--- BRIEF ---
Each line from the beginning of the entries below through the line that includes "target | black range hood" must be returned exactly as given.

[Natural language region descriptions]
******

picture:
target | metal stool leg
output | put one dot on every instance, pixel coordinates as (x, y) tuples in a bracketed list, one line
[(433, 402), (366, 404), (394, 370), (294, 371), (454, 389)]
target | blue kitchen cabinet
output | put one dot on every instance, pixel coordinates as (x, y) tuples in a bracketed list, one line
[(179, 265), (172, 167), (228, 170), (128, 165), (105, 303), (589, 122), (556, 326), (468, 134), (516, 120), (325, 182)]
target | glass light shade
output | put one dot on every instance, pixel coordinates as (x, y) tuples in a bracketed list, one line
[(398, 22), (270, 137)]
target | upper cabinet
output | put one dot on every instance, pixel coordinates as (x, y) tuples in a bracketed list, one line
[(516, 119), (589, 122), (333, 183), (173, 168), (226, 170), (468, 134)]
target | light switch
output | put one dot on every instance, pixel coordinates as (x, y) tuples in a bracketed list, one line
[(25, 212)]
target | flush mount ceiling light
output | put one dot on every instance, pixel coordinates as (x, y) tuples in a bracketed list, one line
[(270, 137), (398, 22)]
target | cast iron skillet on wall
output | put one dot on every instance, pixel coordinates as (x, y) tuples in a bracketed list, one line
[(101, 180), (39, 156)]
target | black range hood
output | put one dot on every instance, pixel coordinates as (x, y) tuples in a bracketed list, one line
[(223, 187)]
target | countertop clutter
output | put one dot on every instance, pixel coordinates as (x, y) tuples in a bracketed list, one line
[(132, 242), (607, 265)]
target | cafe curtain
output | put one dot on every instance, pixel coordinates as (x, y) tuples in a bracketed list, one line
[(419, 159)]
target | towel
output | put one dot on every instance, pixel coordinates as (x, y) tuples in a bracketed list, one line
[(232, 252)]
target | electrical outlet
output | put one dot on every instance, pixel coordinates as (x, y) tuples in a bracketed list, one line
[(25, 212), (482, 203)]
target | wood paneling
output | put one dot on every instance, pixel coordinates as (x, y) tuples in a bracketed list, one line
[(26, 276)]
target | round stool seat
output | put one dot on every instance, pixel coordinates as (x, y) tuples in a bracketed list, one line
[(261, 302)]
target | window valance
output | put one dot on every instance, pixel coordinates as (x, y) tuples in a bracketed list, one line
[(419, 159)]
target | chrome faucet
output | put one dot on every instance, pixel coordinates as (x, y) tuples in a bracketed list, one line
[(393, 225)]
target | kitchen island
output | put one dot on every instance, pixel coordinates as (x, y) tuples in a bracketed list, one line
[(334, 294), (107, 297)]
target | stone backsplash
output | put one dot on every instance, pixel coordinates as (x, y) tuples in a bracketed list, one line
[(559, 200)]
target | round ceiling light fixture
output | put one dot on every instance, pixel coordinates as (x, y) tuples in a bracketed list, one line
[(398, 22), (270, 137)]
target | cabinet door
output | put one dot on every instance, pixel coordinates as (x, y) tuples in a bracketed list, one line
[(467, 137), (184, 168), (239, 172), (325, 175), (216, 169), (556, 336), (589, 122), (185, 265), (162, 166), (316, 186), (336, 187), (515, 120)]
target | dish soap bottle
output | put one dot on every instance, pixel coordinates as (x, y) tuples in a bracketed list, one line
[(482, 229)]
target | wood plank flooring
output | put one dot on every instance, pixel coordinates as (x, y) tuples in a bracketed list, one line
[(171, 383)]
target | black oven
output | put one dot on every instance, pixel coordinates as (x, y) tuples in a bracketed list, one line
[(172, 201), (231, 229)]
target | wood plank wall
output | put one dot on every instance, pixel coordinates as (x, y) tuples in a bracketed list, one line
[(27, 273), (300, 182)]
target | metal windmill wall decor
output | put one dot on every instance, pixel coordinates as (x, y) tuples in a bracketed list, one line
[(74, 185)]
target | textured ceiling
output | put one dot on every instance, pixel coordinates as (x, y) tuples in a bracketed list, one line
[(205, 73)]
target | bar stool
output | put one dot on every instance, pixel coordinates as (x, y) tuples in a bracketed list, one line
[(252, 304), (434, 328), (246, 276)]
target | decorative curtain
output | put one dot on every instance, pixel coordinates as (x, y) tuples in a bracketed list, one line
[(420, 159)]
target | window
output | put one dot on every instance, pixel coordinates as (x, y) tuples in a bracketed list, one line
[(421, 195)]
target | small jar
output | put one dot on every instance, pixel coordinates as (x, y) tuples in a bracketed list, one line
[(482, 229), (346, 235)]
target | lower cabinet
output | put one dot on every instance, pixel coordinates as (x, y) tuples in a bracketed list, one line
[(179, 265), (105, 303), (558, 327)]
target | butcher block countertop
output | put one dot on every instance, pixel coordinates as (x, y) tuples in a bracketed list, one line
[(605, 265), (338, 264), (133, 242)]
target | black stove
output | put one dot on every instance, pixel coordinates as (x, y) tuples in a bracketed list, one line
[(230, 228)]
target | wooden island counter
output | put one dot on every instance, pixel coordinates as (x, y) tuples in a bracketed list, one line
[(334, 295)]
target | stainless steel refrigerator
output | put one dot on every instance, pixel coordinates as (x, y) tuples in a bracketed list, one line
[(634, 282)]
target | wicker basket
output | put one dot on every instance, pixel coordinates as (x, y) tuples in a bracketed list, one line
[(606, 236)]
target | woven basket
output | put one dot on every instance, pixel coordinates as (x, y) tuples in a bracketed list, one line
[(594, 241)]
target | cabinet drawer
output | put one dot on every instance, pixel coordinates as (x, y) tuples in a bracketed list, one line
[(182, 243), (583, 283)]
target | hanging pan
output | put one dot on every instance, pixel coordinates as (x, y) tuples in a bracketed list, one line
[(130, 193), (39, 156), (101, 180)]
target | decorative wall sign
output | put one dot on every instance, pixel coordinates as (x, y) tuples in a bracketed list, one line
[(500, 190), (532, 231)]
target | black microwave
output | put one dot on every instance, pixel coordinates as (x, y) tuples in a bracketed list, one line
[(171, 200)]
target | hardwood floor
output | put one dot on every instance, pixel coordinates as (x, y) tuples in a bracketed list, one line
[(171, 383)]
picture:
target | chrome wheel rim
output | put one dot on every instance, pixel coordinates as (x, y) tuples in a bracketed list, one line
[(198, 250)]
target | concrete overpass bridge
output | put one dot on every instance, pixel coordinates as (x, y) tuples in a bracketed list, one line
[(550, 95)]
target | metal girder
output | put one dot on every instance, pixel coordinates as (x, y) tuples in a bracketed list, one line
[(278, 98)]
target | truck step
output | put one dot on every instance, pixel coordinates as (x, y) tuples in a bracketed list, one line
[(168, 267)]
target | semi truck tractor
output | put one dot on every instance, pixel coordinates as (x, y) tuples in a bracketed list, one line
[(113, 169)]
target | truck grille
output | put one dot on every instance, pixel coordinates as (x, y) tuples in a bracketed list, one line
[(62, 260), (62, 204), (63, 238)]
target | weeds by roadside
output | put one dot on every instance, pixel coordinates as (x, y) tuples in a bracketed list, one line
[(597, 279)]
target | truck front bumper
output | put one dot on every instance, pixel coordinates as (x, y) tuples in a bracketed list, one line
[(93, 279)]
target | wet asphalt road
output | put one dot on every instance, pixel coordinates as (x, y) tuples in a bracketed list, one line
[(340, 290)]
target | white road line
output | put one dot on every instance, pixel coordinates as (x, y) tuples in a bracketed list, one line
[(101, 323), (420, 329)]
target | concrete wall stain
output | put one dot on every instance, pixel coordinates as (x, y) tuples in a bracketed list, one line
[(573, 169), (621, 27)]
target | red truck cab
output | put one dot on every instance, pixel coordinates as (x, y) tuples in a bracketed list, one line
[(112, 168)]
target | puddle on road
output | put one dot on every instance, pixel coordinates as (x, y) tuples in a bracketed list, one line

******

--- WRITTEN SOLUTION ---
picture:
target | metal stool leg
output | put one dot on every instance, pixel coordinates as (x, y) tuples in a bracketed list, one line
[(433, 402), (366, 404), (394, 370), (294, 371), (454, 389)]
target | blue kitchen cabinet
output | put one dot on every instance, pixel coordinates as (x, y) tuples in a bracketed list, one line
[(179, 265), (172, 167), (228, 170), (128, 165), (105, 303), (589, 122), (556, 326), (468, 134), (516, 120), (325, 182)]
target | glass light shade
output | put one dot on every instance, pixel coordinates as (x, y) tuples in a bracketed list, one line
[(398, 22), (270, 137)]
target | upper cabinet
output | put one dot on every instance, pixel coordinates as (x, y) tuples in a bracketed list, one line
[(516, 119), (589, 122), (333, 183), (173, 168), (226, 170), (468, 134)]
target | light switch
output | put one dot on every instance, pixel coordinates as (x, y) tuples in a bracketed list, one line
[(25, 212)]
target | flush mount ceiling light
output | put one dot on every instance, pixel coordinates as (x, y) tuples in a bracketed list, one line
[(270, 137), (398, 22)]
target | cast iron skillet on wall
output | put one dot on every instance, pixel coordinates as (x, y) tuples in a bracketed list, one line
[(101, 180), (39, 156)]
target | black range hood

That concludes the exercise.